Thursday, 25 July 2013

01.06.2013 - GUN 1 - LIZBON

Gun 1 - 01.06.2013- Lizbon
3F'nin memleketi, Fado/Futbol/Fiesta. Dun aksamustu itibariyla tekrar portrkizce duymaya basladim. Brezilya'da 6 ayda ogrendigim ve konustugum portekizceyi tekrardan duymak buyuk mutluluk ama buradaki portekizce biraz rusca gibi geliyor kulaga, halbuki Brezilya'daki ne kadar da yumusak bir portekizceydi hem rio aksani hem de sao paulo aksani.
Lizbon havalimani sehrin kenarinda, takicilerle pazarliksiz, 10-12Euro dediler ama metro oldugu icin biz metroyu tercih ettik, eski sehir icinde biryerde kaliniyorsa bazi sokaklara giris problem olabilir diye.
Havalimani'na da hatti olan metro sistemi gayet basit, metrolar da yeni temiz ve kalabalik degildi.
Havalimanindan cikmadan, tourist Info'ya ugrayip bir harita bir de gezilecek yerlerle ilgili soru sormakta fayda var. Keza sehir'deki tourist informatin ofisi kapali idi. Havalimani'nda hemen tourist info'dan 50 metro sonra metro girisi var. Turnike'lere  gelmeden solda bilet makinalari'ndan ingilizceyi secebiliyorsunuz. Bilet opsiyonlari soyle, kagit bir bilet(doldurmak icin) 0.50euro, uzerine her sefer dolduracaginiz, bir kullanimlik, 1.40euro, ya da gunluk 6.00euro' ya da Akbil usulu, 5-10-15euro'luk (hersefer doldurma derdi yok - ayrica Portekiz'den cikarken bu paranin tamamini geri alabilirsiniz).
Biz sadece havalimani  - sehir merkezi aldik ve 1.40+0.50 Euro odedik, Ertesi gun de tum gun 6Euro'luk bilet aldik(kagit biletimize yukledik). Havalimanindan hostel'e vardiktan sonra, sehri dolasmaya ciktik. ilk gece kaldigimiz hostel sehir icinde ve gayet uygun fiyati var. booking.com'dan gecelik 2 kisilik oda fiyati 20Euro civari. Tuvalet ortak kullanim ama bina tarihi bir bina idi. Sehir merkezinde ufak bir tur attiktan sonra hostel'e geri donduk. ilk izlenim, sehirde pek kimse yasamiyor gibi.Aksam ertesi gunun planlarini yaptik yatmadan.

--*--

## Yapılacaklar
1. Lizbon gezi yazısına göre ilk gece kalınan hostelde iki kişilik odanın gecelik fiyatı ne kadardı?
2. Lizbon gezi yazısını son cümlesinden sonra devam ettirin.

--*--

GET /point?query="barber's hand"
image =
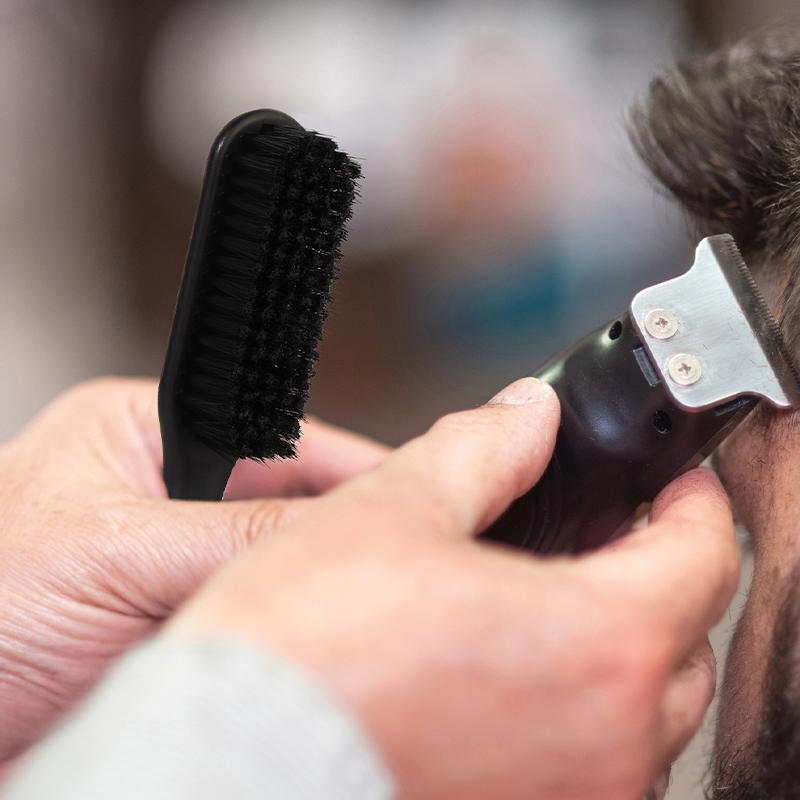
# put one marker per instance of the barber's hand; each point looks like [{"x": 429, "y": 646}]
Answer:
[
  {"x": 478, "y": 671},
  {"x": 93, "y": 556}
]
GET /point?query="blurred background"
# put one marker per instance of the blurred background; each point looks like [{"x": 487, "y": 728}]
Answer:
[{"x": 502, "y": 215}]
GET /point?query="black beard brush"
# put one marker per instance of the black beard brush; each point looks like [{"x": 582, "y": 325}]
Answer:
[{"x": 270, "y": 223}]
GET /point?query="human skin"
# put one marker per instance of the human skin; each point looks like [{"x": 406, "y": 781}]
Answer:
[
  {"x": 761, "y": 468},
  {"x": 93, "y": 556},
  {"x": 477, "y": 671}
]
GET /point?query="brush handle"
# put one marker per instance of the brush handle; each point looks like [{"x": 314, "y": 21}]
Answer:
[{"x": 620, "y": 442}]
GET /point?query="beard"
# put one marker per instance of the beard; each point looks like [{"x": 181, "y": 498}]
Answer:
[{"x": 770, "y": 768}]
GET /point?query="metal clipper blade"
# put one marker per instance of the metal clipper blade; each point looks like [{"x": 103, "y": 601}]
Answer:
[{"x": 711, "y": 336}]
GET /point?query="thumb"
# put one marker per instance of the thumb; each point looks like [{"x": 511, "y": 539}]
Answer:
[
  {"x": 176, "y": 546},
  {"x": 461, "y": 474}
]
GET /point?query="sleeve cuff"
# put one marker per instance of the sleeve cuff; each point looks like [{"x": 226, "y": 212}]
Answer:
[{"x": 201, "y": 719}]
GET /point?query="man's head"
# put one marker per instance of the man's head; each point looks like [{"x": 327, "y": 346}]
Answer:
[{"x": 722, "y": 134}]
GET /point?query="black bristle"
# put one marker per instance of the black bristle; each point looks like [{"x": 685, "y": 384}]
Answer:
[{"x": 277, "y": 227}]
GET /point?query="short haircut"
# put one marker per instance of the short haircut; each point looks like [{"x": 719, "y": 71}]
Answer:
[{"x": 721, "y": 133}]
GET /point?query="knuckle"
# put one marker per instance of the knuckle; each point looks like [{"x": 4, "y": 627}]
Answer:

--*--

## Alıştırma Cevapları
1. Booking.com'da yaklaşık 20 Euro.

2.
Sabah ilk isimiz metro (kagit) kartimiza gunluk bilet 6Euro yuklemek oldu. Bugunku hedefimiz, Lizbon icindeki gezilebilecek yakin mesafedeki yerleri toplu tasima imkanlariyla gezmek, kartpostallar konu olan yokus cikan ya da daracik sokaklarda salinan sari tramway'lar ya da daha dik yokus cikan finikuler'lerle gezmek aklimizda var.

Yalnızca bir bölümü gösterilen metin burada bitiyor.